• ASSIGNED TASK: Word for word, restate the lines from the one holding "Can you find the front wing?" through the end of the data below, including both endpoints and nothing more.

• SUPPLIED INFORMATION:
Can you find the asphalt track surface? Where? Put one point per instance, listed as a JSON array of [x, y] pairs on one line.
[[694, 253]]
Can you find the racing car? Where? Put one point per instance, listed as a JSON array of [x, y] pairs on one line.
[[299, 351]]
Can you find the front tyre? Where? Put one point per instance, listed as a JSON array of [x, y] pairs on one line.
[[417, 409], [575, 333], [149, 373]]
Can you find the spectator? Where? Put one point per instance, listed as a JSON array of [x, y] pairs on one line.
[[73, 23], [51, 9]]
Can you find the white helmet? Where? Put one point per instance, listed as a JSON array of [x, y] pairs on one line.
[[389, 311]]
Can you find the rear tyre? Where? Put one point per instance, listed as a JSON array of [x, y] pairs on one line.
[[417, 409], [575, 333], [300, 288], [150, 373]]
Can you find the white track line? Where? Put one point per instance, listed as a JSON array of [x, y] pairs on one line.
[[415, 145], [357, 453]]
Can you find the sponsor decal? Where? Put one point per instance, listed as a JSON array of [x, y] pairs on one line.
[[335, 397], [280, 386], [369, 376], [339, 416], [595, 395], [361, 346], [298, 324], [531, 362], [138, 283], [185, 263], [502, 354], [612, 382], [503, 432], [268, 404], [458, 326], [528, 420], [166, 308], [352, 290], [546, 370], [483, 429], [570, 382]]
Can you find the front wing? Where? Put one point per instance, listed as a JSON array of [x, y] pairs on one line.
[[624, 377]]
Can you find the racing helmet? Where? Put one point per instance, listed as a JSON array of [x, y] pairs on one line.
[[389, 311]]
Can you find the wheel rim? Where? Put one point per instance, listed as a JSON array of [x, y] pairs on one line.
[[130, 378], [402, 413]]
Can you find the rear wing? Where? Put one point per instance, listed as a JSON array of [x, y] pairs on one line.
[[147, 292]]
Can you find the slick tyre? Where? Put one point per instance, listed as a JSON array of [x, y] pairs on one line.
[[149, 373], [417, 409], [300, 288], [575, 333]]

• WRITTEN SOLUTION:
Can you find the front wing? Where? Put one point per instance, listed as a JSON array of [x, y] pairs on one line.
[[624, 377]]
Can you find the racing helmet? Where? Put one point per instance, listed as a JSON array of [x, y] pairs on one line.
[[389, 311]]
Can you find the wheel rim? Where? Put one point per instance, listed as a JSON array of [x, y] pairs on one line.
[[130, 378], [402, 413]]
Can you find the rear wing? Where? Put one point per instance, listed as a JSON array of [x, y] pairs on one line.
[[147, 292]]
Can you find the slick tyre? Where? Put one point per instance, listed as a JSON array of [x, y] pairs on one line.
[[149, 373], [417, 409], [300, 288], [575, 333]]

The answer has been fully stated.